Passage to read —
____________

Old Landmark Being Hid As Cement Tube Replaces Aqueduct

By David R. Gill | The Evening Telegram

Revivification has come to the half slumbering memory and the pioneer Is reminiscent.

He is awakened by the fact that strong but progressive hands have just begun the obliteration of a landmark (not to say watermark) which holds mighty significance for the old time settler in Salt Lake.

The last remaining stretch of open aqueduct in North Temple street is being removed to give place to a modern cement tube extending from Main to Third West street, completing the burial of the overflow from City creek.

At first glance upon this destruction the pioneer’s eyes moisten and the veteran is silent in contemplation. Then the grizzled old face slowly brightens into a smile and the pioneer heart is made glad.

For into the old timer’s mind comes recollection of stern battle with the spring floods that repeatedly ravaged much property and threatened many homes.

These came often, but the most noteworthy was that of the spring of 1862—the year of the “big water.”

While viewing the work of destruction and reconstruction near Third West and North Temple streets this morning, one of the veteran settlers gave himself up to description of the terrible havoc wrought in that memorable spring.

Throughout the winter of 1861-2 there had been an unusually heavy snowfall. Men who had been into the hills said that the snow was twenty-five feet deep on the level on Big mountain. All the Wasatch range was so covered that many of the smaller gulches and canyons were filled almost level, giving the mountains a comparatively smooth appearance.

 

Thoroughfare Is Deluged.

When the rays of the sun grew stronger as the spring advanced the waters in City creek were swelled to almost bound bursting volume. One especially hot day came toward the end of May, and the rising waters of the stream wagged with knowing misgiving. Early the next evening the general alarm went out and men and boys swarmed to the creek. The west branch had broken its bounds and had rushed northward into North Temple street. That thoroughfare was torn and deluged beyond recognition, except for the houses that stood bedraggled in the midst of the flood. The waters roared out of City creek, carrying into the street hundreds of thousands of tons of all manner of canyon debris.

____________

Stored items —
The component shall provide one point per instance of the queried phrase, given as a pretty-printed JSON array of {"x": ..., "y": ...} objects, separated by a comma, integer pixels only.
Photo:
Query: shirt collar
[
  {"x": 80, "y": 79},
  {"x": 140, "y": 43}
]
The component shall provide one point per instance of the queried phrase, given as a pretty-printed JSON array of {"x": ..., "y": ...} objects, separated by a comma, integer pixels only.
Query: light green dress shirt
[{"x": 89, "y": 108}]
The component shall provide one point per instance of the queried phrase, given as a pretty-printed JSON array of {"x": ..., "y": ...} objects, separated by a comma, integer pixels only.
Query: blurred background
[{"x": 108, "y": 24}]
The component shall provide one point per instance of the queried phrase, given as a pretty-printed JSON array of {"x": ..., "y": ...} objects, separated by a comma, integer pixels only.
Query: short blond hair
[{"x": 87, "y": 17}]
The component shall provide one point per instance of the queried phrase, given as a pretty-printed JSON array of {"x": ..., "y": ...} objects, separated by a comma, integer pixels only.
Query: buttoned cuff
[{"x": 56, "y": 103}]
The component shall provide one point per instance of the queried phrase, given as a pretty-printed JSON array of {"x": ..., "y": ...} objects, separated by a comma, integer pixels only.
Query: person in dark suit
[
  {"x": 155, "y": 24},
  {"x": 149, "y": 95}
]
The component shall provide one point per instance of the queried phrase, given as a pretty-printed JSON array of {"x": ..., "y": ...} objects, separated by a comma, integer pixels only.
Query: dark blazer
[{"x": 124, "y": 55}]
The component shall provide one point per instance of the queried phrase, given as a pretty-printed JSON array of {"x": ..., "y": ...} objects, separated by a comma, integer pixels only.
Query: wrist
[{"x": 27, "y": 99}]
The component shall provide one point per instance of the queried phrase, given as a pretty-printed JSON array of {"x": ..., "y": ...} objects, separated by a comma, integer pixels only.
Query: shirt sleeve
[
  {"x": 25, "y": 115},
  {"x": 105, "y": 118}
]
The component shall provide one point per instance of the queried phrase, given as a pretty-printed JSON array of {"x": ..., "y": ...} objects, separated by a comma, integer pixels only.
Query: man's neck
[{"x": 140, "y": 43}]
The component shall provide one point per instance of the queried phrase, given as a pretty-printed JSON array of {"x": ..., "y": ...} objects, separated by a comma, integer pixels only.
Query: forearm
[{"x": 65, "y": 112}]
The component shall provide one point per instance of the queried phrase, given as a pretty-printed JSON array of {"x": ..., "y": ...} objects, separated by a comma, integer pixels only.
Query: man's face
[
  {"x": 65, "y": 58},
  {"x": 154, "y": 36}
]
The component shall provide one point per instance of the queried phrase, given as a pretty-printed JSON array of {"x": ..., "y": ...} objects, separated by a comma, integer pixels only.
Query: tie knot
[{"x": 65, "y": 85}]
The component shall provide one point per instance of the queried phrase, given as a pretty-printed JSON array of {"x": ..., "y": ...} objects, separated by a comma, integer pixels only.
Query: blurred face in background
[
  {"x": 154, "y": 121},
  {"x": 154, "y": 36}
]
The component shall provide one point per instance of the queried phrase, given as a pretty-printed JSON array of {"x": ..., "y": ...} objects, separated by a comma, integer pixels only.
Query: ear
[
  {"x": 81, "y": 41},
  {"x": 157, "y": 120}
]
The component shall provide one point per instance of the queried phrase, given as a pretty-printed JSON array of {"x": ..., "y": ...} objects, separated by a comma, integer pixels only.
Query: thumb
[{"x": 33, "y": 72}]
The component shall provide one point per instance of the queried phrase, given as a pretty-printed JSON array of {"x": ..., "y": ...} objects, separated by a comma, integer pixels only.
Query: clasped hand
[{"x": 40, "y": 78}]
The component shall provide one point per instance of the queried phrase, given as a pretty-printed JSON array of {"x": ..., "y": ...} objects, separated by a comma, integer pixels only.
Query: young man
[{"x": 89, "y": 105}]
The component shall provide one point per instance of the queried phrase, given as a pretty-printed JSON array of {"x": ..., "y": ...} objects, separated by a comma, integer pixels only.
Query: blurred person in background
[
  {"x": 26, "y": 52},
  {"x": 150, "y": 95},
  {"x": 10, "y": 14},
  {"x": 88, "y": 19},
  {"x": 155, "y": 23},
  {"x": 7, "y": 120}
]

____________

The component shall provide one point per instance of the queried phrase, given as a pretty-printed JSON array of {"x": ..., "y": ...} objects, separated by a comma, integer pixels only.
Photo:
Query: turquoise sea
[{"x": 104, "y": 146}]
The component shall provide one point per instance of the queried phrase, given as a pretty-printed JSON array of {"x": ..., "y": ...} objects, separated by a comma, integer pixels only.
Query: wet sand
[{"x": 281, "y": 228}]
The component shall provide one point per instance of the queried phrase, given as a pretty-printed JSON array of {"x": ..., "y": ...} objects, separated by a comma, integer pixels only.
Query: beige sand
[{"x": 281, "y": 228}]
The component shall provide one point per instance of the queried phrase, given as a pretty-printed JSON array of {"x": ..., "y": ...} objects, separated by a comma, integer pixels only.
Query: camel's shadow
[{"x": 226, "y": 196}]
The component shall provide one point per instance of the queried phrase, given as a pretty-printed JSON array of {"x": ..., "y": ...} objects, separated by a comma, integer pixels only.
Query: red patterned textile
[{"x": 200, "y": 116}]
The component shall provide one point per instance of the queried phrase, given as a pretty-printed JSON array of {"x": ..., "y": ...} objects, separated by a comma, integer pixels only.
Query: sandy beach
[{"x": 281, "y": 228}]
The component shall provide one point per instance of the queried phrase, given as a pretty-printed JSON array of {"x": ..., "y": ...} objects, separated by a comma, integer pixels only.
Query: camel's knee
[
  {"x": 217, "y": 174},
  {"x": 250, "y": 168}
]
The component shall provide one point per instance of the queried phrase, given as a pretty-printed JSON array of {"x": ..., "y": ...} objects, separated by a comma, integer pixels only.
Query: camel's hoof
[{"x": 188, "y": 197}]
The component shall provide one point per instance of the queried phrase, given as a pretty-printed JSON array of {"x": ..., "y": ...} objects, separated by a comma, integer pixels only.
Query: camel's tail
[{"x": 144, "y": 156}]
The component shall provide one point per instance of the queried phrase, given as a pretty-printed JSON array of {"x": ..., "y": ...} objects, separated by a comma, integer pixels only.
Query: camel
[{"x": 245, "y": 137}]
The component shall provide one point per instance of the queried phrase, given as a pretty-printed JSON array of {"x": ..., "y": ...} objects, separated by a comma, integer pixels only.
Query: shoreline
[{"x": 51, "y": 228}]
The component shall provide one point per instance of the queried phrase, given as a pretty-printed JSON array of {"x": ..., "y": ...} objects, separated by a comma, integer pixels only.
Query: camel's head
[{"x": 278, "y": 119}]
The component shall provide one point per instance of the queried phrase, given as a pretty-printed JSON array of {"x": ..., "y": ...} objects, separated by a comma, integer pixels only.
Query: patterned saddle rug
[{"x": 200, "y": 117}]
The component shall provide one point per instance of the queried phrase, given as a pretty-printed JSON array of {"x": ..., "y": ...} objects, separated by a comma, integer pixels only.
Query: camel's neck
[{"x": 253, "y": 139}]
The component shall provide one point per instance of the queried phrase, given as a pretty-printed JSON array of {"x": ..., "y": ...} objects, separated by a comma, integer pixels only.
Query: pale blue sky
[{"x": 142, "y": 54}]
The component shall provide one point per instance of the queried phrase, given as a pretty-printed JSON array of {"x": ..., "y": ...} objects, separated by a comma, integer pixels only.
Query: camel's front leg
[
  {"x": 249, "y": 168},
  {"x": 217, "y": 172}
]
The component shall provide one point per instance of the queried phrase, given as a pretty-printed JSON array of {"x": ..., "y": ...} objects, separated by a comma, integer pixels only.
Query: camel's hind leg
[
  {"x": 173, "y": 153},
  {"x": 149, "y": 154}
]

____________

Goal — Carry on the newspaper article about the North Temple street aqueduct and the 1862 flood, starting right after its final sentence.

Output of the exercise —
The sliding, grinding gravel grated and scraped accompaniment to the thunderous crashed of the rolling and bumping boulders; the swirling onrush of water lashed the conglomerate mass into a foaming and dissonant chorus of nature’s forces destructively rampant.

Down North Temple street the mad rush held sway for a week or more—it seemed much longer to the volunteer men and boys who as madly fought day and night to curb the wild invasion of homes neighbor to the stream gone insane. When the workers had the banks temporarily secure a new cry for help would come from some point along the street sides and the little army waded and splashed its hurried way to the fresh fight.

And so the contest was maintained until the sun’s hot rays had finally sent down most of the melted snows of the Wasatch and the waters seemed to tire of the fight.

 

Street Deeply Gashed.

But what a mighty swath the rebellious old stream had cut!

In places North Temple street had been gashed to a depth of twelve to fourteen feet, and the channel thus mad by removal of the soft earth and small gravel was plied thick with boulders of all shapes, some of them weighing near a ton, hurled down out of City creek canyon.

But even this flood brought its compensations, for with these very boulders was later constructed the present aqueduct, now being removed to make place of the modern cement tube which is to render North Temple street an attractive boulevard.

Besides, down in the block on the south side of North Temple, between Fifth West and Sixth West streets, the waters had deposited the finer gravel carried west in their springtime madness. Also the rich silt was spread over much of the bottom lands, a valuable gardening acquisition. For years the gravel mine proved a boon to the city in its street improvement work. In prosecuting street grading on the west side this deposit saved thousands of long and laborious hauls from the gravel beds at the foot of the mountains.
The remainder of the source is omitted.